Jack Holmes and His FriendJack Holmes and His Friend: A Novel
by Edmund White
Bloomsbury.  400 pages, $26.

 

TRUST EDMUND WHITE not to shy away from sex. Now, in his latest novel Jack Holmes and his Friend, the master of the queer eye directs his attention also to female anatomy and heterosexual intercourse as experienced by a straight guy. To be sure, the bulk of the sex is still of the homosexual kind, but it is by juxtaposing the gay perspective of Jack Holmes with the straight perspective of his friend Will Wright that White explores what may be the novel’s central question: is sex the cause or the effect of love?

White’s answer is clever, sophisticated, and highly enjoyable. Building on the gay-boy-loves-straight-boy convention, White follows the fits-and-starts friendship between Jack and Will, which runs from New York in the early 1960’s, when they make their first steps in the big city, to the outbreak of AIDS in the 1980’s, when they seem almost to know what they want in life. That the relationship will never be consummated is key: Jack and Will entertain different expectations and hopes for their friendship, and the process of their negotiation reveals and explains their priorities.

The story begins in Ann Arbor, where Jack is majoring in Chinese art at the University of Michigan. He moves to New York, struggles for several months, then lands his first position, writing for an arty magazine. The similarities with White’s life end there.

At the magazine, Jack befriends Will and starts to fall in love with him. Virginia-born, Princeton-educated, infused with Catholic guilt, Will is an aspiring but failing novelist who will end up running a small public relations boutique. He will marry Jack’s female friend Alex, a rich heiress, and settle for a boring, affluent suburban life marked by perfunctory sex and two kids. By then, Jack is an increasingly successful, though not overly ambitious, journalist who winds up covering business for Newsweek, a position that allows him to maintain a comfortable apartment in Manhattan whose most important fixture is a bed to accommodate a stream of willing men.

Jack adapts rather quickly to a life dominated by sexual pursuits. He’s not oblivious to social constraints or to political issues, but he’s too involved in sexual matters to be distracted by abstract questions of identity, much to the chagrin of his shrinks. However, when he comes out to Will, it is his love, not his sexual attraction, that he confesses. Beyond this infatuation, Jack seeks the company of men mainly in bed. And plenty of appreciative accomplices are only too happy to submit to his passionate embrace, given his largess. “Eight inches? Nine?” one of his first suitors asks. While the size is never precisely calibrated, the book provides detailed, often artfully articulated, evidence of the awesome respect it commands.

• • •

◆ What you will do
a – Name every character from the novel who is identified by name in the book review.
b – Write a continuation of the book review, picking up right after its final sentence.

• • •

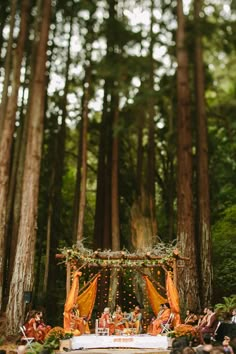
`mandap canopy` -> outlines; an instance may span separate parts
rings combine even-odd
[[[92,251],[80,245],[63,248],[57,258],[61,259],[67,267],[65,328],[69,326],[69,313],[75,304],[82,317],[91,318],[97,298],[98,283],[103,273],[114,276],[118,272],[125,273],[127,270],[132,270],[132,274],[141,275],[153,313],[157,315],[160,304],[169,302],[171,311],[175,314],[176,324],[180,323],[176,267],[179,260],[187,259],[181,257],[176,248],[162,246],[151,251],[131,254],[127,251]],[[161,275],[161,271],[164,286],[152,275]],[[89,280],[84,281],[82,288],[79,289],[80,279],[83,278],[84,272],[89,273]]]

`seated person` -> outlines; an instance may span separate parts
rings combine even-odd
[[[130,312],[127,318],[127,328],[134,328],[136,334],[141,333],[142,330],[142,313],[139,306],[135,306],[134,310]]]
[[[52,327],[49,325],[46,325],[46,323],[44,322],[42,311],[38,311],[36,313],[35,320],[36,320],[36,326],[37,326],[38,341],[43,342],[45,340],[47,333],[50,331],[50,329]]]
[[[149,333],[153,336],[162,332],[162,324],[166,324],[169,320],[171,310],[168,303],[161,305],[162,309],[159,311],[157,318],[152,323],[152,332]]]
[[[230,337],[225,336],[222,345],[226,354],[234,354],[233,348],[230,345]]]
[[[126,324],[126,319],[119,305],[116,306],[116,310],[112,315],[112,319],[115,326],[115,332],[123,332]]]
[[[25,334],[27,337],[35,338],[37,340],[37,322],[36,322],[36,311],[32,310],[28,313],[27,321],[24,324]]]
[[[236,323],[236,309],[232,311],[231,323]]]
[[[78,304],[74,304],[70,311],[70,329],[71,331],[78,330],[80,334],[86,331],[86,323],[83,317],[80,316]]]
[[[25,334],[27,337],[35,338],[37,342],[42,343],[46,334],[50,331],[51,326],[47,326],[42,320],[41,311],[31,311],[28,321],[24,324]]]
[[[114,334],[115,325],[114,322],[112,321],[109,307],[104,308],[104,311],[98,321],[98,327],[109,328],[109,334]]]
[[[205,333],[214,334],[217,323],[218,323],[218,321],[216,318],[216,314],[213,311],[213,308],[209,307],[207,309],[206,322],[201,323],[200,326],[198,327],[198,333],[199,333],[201,343],[203,343],[203,335]]]
[[[198,322],[197,315],[191,310],[186,311],[186,317],[184,319],[184,324],[194,326]]]

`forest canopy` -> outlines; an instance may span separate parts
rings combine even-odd
[[[172,244],[182,311],[235,291],[231,0],[2,0],[0,303],[63,312],[59,249]],[[135,270],[134,270],[135,273]],[[110,277],[111,286],[112,277]],[[113,284],[113,285],[112,285]]]

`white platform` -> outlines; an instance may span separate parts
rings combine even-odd
[[[92,348],[155,348],[167,349],[167,336],[122,335],[122,336],[96,336],[87,334],[71,338],[71,349]]]

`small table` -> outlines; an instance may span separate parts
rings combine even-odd
[[[215,339],[222,342],[225,336],[230,338],[236,337],[236,323],[221,322],[218,327]]]

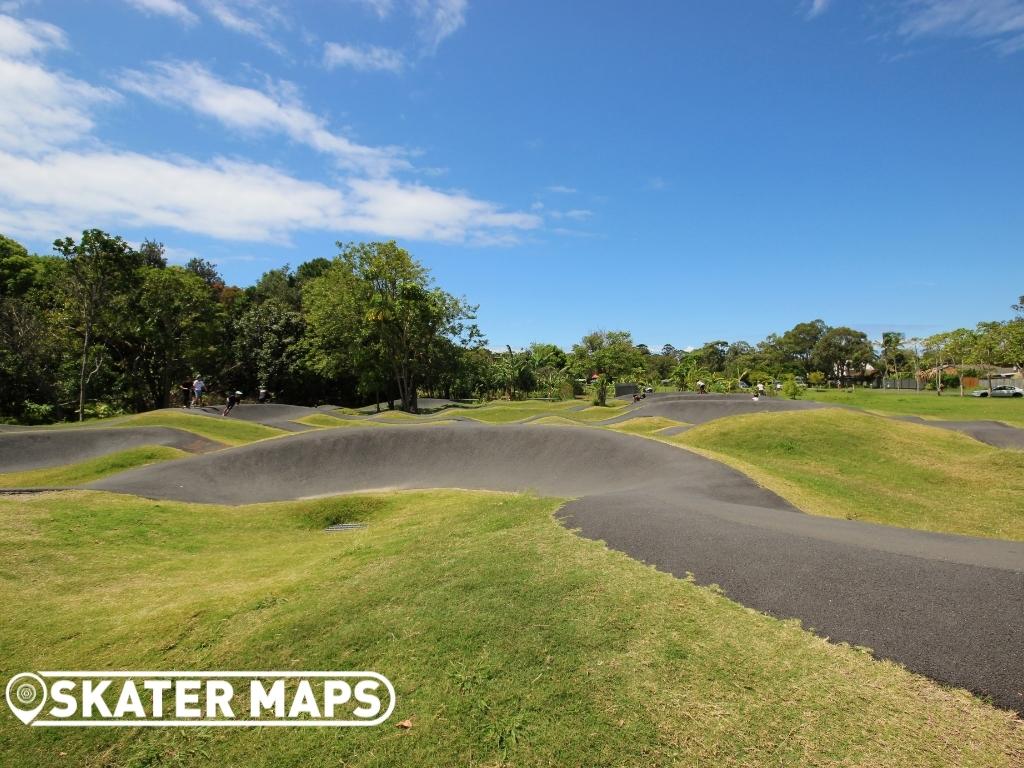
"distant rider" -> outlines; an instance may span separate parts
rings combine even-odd
[[[242,392],[228,392],[227,394],[227,404],[224,406],[224,410],[220,412],[221,416],[227,416],[231,413],[231,409],[239,404],[242,399]]]

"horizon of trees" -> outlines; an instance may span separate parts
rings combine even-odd
[[[422,394],[565,398],[610,385],[702,380],[731,391],[802,377],[847,384],[919,380],[933,370],[1024,367],[1024,296],[1006,321],[924,339],[879,340],[821,319],[746,341],[652,351],[628,331],[594,331],[568,350],[537,342],[493,351],[477,307],[436,286],[395,242],[338,243],[333,258],[266,271],[248,288],[194,258],[168,264],[164,246],[138,248],[99,229],[31,254],[0,234],[0,420],[84,419],[166,408],[201,374],[211,392],[266,388],[296,404],[386,401],[418,409]],[[949,374],[946,374],[948,377]]]

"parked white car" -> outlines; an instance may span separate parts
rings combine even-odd
[[[987,388],[976,389],[971,392],[972,397],[988,397],[988,395],[989,391]],[[991,395],[992,397],[1024,397],[1024,389],[1011,384],[999,384],[997,387],[992,387]]]

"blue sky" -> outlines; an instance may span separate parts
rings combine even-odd
[[[0,231],[251,284],[394,238],[492,346],[1024,293],[1024,0],[0,0]]]

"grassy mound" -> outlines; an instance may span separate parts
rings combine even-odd
[[[111,424],[111,426],[173,427],[227,445],[244,445],[247,442],[288,434],[283,429],[267,427],[263,424],[241,421],[240,419],[199,416],[185,411],[152,411],[147,414],[136,414],[119,419],[116,424]]]
[[[668,439],[805,512],[1024,541],[1024,452],[831,409],[736,416]]]
[[[181,459],[191,454],[178,451],[167,445],[141,445],[108,454],[96,459],[89,459],[78,464],[68,464],[60,467],[44,467],[26,472],[7,472],[0,474],[0,488],[32,488],[60,487],[65,485],[82,485],[98,480],[126,469],[142,467],[156,462]]]
[[[1024,427],[1024,397],[961,397],[959,390],[946,390],[941,397],[935,392],[909,392],[885,389],[829,389],[822,392],[807,390],[807,399],[836,406],[853,406],[880,414],[921,416],[925,419],[972,421],[990,419],[1014,427]]]
[[[662,416],[638,416],[636,419],[627,419],[616,424],[609,424],[608,429],[616,432],[629,432],[630,434],[654,434],[670,427],[685,427],[686,422],[666,419]]]
[[[556,506],[460,492],[241,508],[0,498],[5,674],[370,669],[398,696],[383,726],[329,733],[5,717],[0,764],[1024,760],[1014,716],[579,539]],[[323,531],[342,520],[369,528]]]
[[[318,427],[323,429],[333,429],[335,427],[358,427],[366,426],[371,422],[355,419],[340,419],[329,414],[310,414],[296,419],[297,424],[305,424],[307,427]]]

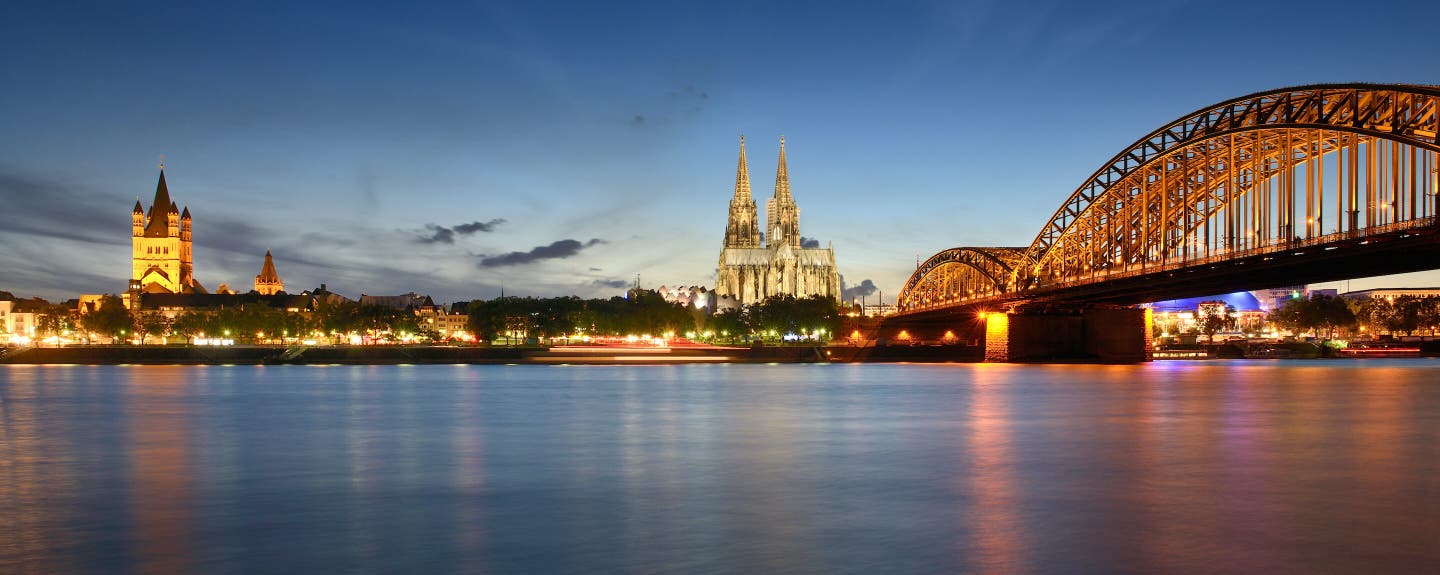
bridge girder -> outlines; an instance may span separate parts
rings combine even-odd
[[[950,303],[1015,290],[1030,267],[1022,248],[950,248],[932,255],[900,290],[901,307]]]
[[[1437,137],[1440,86],[1313,85],[1202,108],[1116,154],[1030,246],[927,259],[900,311],[1434,225]]]
[[[1440,151],[1440,86],[1322,84],[1251,94],[1197,110],[1130,144],[1096,170],[1025,249],[1041,261],[1071,223],[1119,182],[1175,150],[1231,133],[1316,128],[1385,138]]]

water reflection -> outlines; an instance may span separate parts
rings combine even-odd
[[[130,503],[137,569],[194,571],[190,533],[194,470],[190,465],[190,385],[183,367],[151,367],[121,385],[130,422]]]
[[[1440,363],[0,369],[0,572],[1427,572]]]
[[[1022,526],[1018,517],[1021,497],[1014,476],[1009,438],[1008,391],[1002,370],[1008,366],[985,366],[973,373],[971,392],[971,467],[968,478],[972,497],[969,542],[962,549],[973,549],[965,558],[976,571],[986,574],[1022,572]]]

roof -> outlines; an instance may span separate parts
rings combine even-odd
[[[269,249],[265,251],[265,265],[261,267],[261,275],[256,275],[255,281],[261,284],[279,284],[279,274],[275,272],[275,259],[271,258]]]
[[[140,294],[140,307],[222,308],[242,306],[266,306],[276,308],[310,308],[310,295],[261,295],[248,294]]]
[[[423,306],[435,306],[429,295],[419,295],[416,293],[400,294],[400,295],[366,295],[360,294],[360,306],[382,306],[393,310],[413,310]]]
[[[145,222],[145,238],[170,236],[167,210],[174,210],[174,202],[170,200],[170,187],[166,186],[166,170],[160,170],[160,182],[156,183],[156,200],[150,203],[150,220]]]
[[[1151,304],[1151,308],[1155,311],[1195,311],[1200,308],[1200,304],[1207,301],[1224,301],[1225,306],[1234,307],[1236,311],[1261,311],[1260,300],[1256,300],[1248,291],[1156,301]]]

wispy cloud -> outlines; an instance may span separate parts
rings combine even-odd
[[[469,222],[461,223],[454,228],[446,228],[439,223],[426,223],[425,229],[429,235],[415,238],[420,244],[455,244],[456,235],[472,235],[477,232],[494,232],[497,226],[505,223],[504,218],[495,218],[488,222]]]

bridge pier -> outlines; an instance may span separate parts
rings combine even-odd
[[[1151,310],[1113,306],[984,314],[986,362],[1135,363],[1151,359]]]

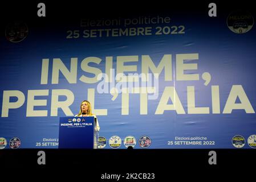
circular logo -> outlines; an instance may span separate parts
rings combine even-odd
[[[251,148],[256,148],[256,135],[251,135],[248,137],[247,143]]]
[[[103,148],[107,144],[107,139],[104,136],[99,136],[97,142],[97,148]]]
[[[0,149],[3,149],[6,147],[7,140],[3,137],[0,137]]]
[[[108,144],[110,147],[113,148],[117,148],[121,146],[122,140],[118,136],[113,136],[109,138]]]
[[[126,148],[128,148],[129,146],[132,146],[133,148],[136,144],[135,137],[132,136],[126,136],[124,140],[124,144]]]
[[[247,12],[239,11],[231,13],[227,18],[229,28],[237,34],[244,34],[253,28],[253,16]]]
[[[11,42],[17,43],[24,40],[29,33],[27,24],[23,22],[13,22],[8,24],[5,29],[5,36]]]
[[[245,144],[245,139],[241,135],[235,135],[232,138],[232,144],[235,148],[242,148]]]
[[[139,144],[142,148],[148,148],[151,145],[151,139],[148,136],[142,136],[139,139]]]
[[[17,137],[14,137],[10,140],[9,146],[12,149],[16,149],[21,146],[21,140]]]

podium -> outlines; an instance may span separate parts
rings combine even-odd
[[[93,148],[94,117],[60,117],[59,148]]]

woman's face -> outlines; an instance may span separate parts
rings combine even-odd
[[[82,113],[86,113],[88,110],[88,104],[87,102],[83,102],[81,105]]]

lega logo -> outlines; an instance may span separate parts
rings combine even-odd
[[[132,146],[133,148],[136,144],[136,139],[135,137],[133,136],[126,136],[124,140],[124,144],[127,148],[129,146]]]
[[[97,148],[104,148],[107,144],[107,139],[104,136],[99,136]]]
[[[6,147],[7,140],[3,137],[0,137],[0,149],[3,149]]]
[[[19,138],[17,137],[14,137],[10,140],[9,146],[12,149],[16,149],[19,147],[21,142]]]
[[[253,148],[256,148],[256,135],[251,135],[247,140],[248,145]]]
[[[142,136],[139,139],[139,144],[142,148],[148,148],[151,145],[151,139],[149,136]]]
[[[232,138],[232,144],[235,148],[242,148],[245,144],[245,139],[241,135],[235,135]]]
[[[227,18],[229,28],[236,34],[244,34],[253,28],[254,20],[248,12],[239,11],[231,13]]]
[[[112,148],[118,148],[121,146],[122,140],[119,136],[113,136],[109,138],[108,143]]]

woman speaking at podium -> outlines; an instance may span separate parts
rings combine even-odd
[[[97,138],[99,131],[100,131],[100,126],[97,121],[97,117],[92,114],[91,104],[88,101],[83,101],[80,106],[80,111],[78,114],[75,115],[75,117],[84,117],[87,116],[94,117],[94,148],[97,148]],[[95,123],[96,122],[96,123]]]

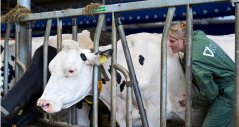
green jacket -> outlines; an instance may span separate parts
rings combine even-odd
[[[214,41],[202,31],[192,34],[192,73],[200,88],[193,97],[193,104],[208,105],[219,95],[227,82],[233,84],[235,63]],[[233,93],[229,93],[233,96]]]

• • •

◆ Response list
a – Jack Holmes, Will Wright, Alex

b –
To be sure, White is hardly the only prominent author known for his vivid descriptions of sexual acts, though he might be the least apologetic, the most matter-of fact. In contrast, say, to Philip Roth, whose characters are typically distracted by sexual thoughts and obsessions, White places sex at the center stage of a normal life, not a distraction but the motivator of life’s major decisions. Jack embodies this principle. Writes White about Jack: “If it occurred to him to turn around and park his anus on the guy’s mouth, he did so without hesitating—and rarely did the guy push him away. Most men fed off the violence and specificity of Jack’s desires.” What immediately follows may or may not be about love: “Jack realized he’s never experienced anything quite as exciting as what they were going through.” For him, life is what happens on the way to having sex, while love is what happens when you plan to have sex.

His one-sided love affair acquaints us with Jack’s romantic side as against his no-nonsense approach to sex. While Jack the romantic savors every detail of Will’s clothes, sexual Jack would rather dispense with the clothes altogether. Romantic Jack, on learning that Will is straight, next holds out hope that at least Will may be receptive emotionally. Even so, the sexual Jack rears his head as he begins to organize his life around Will’s unobtainable, treasured cock, which he begins to think of as the milliarium aureum, the zero point from which all distances were measured in antiquity. “All of Jack’s thoughts radiated out from this white stone he’d never seen.”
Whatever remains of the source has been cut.